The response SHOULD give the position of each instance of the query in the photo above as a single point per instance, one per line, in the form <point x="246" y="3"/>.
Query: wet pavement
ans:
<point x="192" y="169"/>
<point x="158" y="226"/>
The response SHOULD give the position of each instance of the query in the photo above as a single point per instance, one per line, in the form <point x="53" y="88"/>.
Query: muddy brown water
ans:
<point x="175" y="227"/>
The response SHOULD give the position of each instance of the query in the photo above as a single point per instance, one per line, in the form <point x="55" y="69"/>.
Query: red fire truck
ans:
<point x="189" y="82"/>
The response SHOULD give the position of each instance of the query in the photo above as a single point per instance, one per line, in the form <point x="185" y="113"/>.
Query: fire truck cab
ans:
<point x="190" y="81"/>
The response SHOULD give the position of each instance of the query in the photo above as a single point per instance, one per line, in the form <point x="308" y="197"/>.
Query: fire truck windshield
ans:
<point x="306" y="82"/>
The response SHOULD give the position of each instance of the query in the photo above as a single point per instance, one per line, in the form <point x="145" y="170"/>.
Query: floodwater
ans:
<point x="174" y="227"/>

━━━━━━━━━━

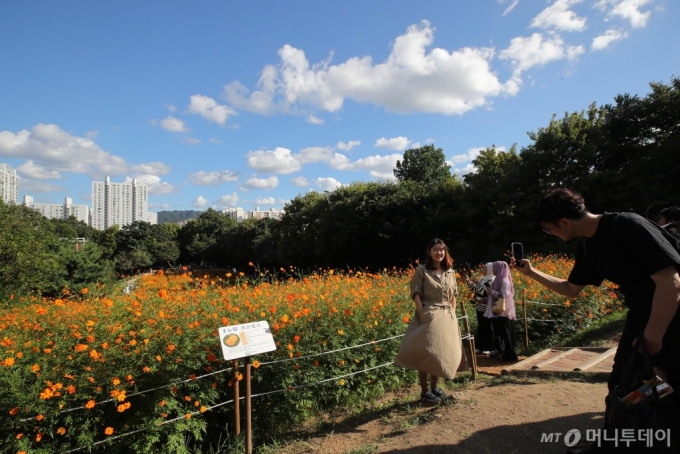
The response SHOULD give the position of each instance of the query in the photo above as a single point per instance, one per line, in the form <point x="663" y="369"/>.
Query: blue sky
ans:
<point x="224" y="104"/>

━━━━━━━━━━

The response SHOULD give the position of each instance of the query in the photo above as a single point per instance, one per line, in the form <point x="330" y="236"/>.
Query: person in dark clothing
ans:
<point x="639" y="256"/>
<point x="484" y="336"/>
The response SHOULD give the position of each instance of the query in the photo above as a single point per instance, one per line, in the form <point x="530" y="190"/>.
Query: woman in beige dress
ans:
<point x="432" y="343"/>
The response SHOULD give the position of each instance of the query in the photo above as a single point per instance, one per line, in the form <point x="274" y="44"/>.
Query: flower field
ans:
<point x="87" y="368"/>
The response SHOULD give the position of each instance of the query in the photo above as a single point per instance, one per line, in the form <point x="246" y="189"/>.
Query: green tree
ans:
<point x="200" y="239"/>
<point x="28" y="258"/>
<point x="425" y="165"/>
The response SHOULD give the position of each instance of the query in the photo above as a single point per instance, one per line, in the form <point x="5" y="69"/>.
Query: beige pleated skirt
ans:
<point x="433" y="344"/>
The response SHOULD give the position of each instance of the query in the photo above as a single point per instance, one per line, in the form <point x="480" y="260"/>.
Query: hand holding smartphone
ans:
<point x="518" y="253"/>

━━━━━━━━━━

Written request: Display each line of the material above that contains the word "truck".

Task solution:
Query: red fire truck
Query: fire truck cab
Query: fire truck windshield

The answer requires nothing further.